BEGIN Records for the task
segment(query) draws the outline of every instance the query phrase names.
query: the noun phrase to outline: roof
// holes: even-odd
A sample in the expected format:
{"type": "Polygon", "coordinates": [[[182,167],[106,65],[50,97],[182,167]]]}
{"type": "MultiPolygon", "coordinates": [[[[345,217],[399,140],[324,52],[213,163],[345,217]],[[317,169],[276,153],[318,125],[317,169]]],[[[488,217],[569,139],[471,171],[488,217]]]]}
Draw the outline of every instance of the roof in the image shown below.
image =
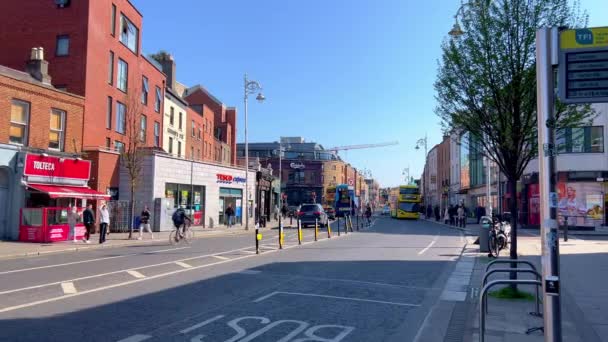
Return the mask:
{"type": "Polygon", "coordinates": [[[186,89],[186,91],[184,92],[184,97],[190,96],[191,94],[195,93],[197,90],[200,90],[203,93],[207,94],[207,96],[209,96],[209,98],[211,100],[213,100],[215,103],[217,103],[218,105],[220,105],[220,106],[224,105],[224,103],[222,101],[220,101],[217,97],[213,96],[207,89],[205,89],[205,87],[203,87],[200,84],[197,84],[195,86],[192,86],[192,87],[186,89]]]}
{"type": "Polygon", "coordinates": [[[9,67],[4,66],[4,65],[0,65],[0,75],[6,76],[6,77],[9,77],[9,78],[18,80],[18,81],[27,82],[27,83],[31,83],[31,84],[34,84],[34,85],[37,85],[37,86],[40,86],[40,87],[44,87],[44,88],[47,88],[49,90],[56,91],[58,93],[63,93],[63,94],[68,94],[68,95],[71,95],[71,96],[74,96],[74,97],[83,98],[80,95],[76,95],[76,94],[69,93],[67,91],[59,90],[59,89],[53,87],[52,84],[42,83],[42,82],[38,81],[37,79],[35,79],[34,77],[32,77],[32,75],[30,75],[29,73],[27,73],[25,71],[19,71],[19,70],[16,70],[16,69],[12,69],[12,68],[9,68],[9,67]]]}
{"type": "Polygon", "coordinates": [[[189,106],[188,101],[184,100],[177,92],[169,87],[165,87],[165,92],[173,96],[177,101],[181,102],[184,106],[189,106]]]}
{"type": "MultiPolygon", "coordinates": [[[[144,53],[141,53],[140,55],[144,58],[144,60],[146,60],[153,67],[155,67],[156,70],[158,70],[158,72],[165,75],[165,73],[163,72],[163,67],[154,58],[150,58],[150,57],[146,56],[144,53]]],[[[165,77],[167,77],[167,75],[165,75],[165,77]]]]}

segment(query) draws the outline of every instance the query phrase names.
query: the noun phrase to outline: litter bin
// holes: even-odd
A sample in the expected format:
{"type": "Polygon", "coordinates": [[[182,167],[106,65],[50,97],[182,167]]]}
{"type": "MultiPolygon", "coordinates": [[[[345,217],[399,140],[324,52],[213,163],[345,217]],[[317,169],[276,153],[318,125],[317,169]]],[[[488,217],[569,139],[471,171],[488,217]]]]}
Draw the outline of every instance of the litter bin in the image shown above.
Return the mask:
{"type": "Polygon", "coordinates": [[[490,235],[492,218],[490,216],[482,216],[479,223],[481,223],[481,227],[479,228],[479,252],[487,253],[490,251],[488,248],[488,237],[490,235]]]}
END Records for the task
Aim of the exercise
Restate the data above word for word, omitting every picture.

Answer to the exercise
segment(query) draws the outline of every instance the query phrase names.
query: the noun phrase to outline: roof
// holes: even-odd
A sample in the expected format:
{"type": "Polygon", "coordinates": [[[182,167],[106,65],[50,97],[182,167]]]}
{"type": "MultiPolygon", "coordinates": [[[[345,217],[399,140],[324,52],[213,163],[345,217]],[[317,169],[276,153],[318,125],[317,169]]],[[[488,217],[569,139],[471,171],[488,217]]]]}
Draw the outline of every instance of the roof in the image shown below.
image =
Return the mask:
{"type": "Polygon", "coordinates": [[[186,89],[186,91],[184,92],[184,97],[190,96],[191,94],[195,93],[197,90],[200,90],[203,93],[207,94],[207,96],[209,96],[209,98],[211,100],[213,100],[215,103],[217,103],[218,105],[220,105],[220,106],[224,105],[224,103],[222,101],[220,101],[217,97],[213,96],[207,89],[205,89],[205,87],[203,87],[200,84],[197,84],[195,86],[192,86],[192,87],[186,89]]]}
{"type": "Polygon", "coordinates": [[[9,67],[4,66],[4,65],[0,65],[0,75],[6,76],[6,77],[9,77],[9,78],[18,80],[18,81],[27,82],[27,83],[31,83],[31,84],[34,84],[34,85],[37,85],[37,86],[40,86],[40,87],[44,87],[44,88],[47,88],[49,90],[56,91],[58,93],[63,93],[63,94],[68,94],[68,95],[71,95],[71,96],[74,96],[74,97],[83,98],[80,95],[76,95],[76,94],[69,93],[67,91],[59,90],[59,89],[53,87],[52,84],[42,83],[42,82],[38,81],[37,79],[35,79],[34,77],[32,77],[32,75],[30,75],[29,73],[27,73],[25,71],[19,71],[19,70],[16,70],[16,69],[12,69],[12,68],[9,68],[9,67]]]}
{"type": "Polygon", "coordinates": [[[189,106],[188,101],[184,100],[177,92],[169,87],[165,87],[165,92],[173,96],[177,101],[181,102],[184,106],[189,106]]]}
{"type": "MultiPolygon", "coordinates": [[[[144,53],[141,53],[140,55],[144,58],[144,60],[146,60],[153,67],[155,67],[156,70],[158,70],[158,72],[165,75],[165,73],[163,72],[163,67],[154,58],[150,58],[150,57],[146,56],[144,53]]],[[[165,77],[167,77],[167,75],[165,75],[165,77]]]]}

segment(query) draws the outline of every instance the query phrase names.
query: the noun phrase to outline: litter bin
// holes: even-odd
A sample in the expected format:
{"type": "Polygon", "coordinates": [[[182,167],[106,65],[50,97],[182,167]]]}
{"type": "MultiPolygon", "coordinates": [[[[345,217],[399,140],[324,52],[213,163],[345,217]],[[317,169],[276,153],[318,125],[317,169]]],[[[488,217],[569,139],[471,171],[488,217]]]]}
Draw the outline of every instance of the litter bin in the image shown above.
Return the mask:
{"type": "Polygon", "coordinates": [[[490,235],[492,218],[490,216],[482,216],[479,223],[481,223],[481,227],[479,228],[479,252],[487,253],[490,251],[488,248],[488,237],[490,235]]]}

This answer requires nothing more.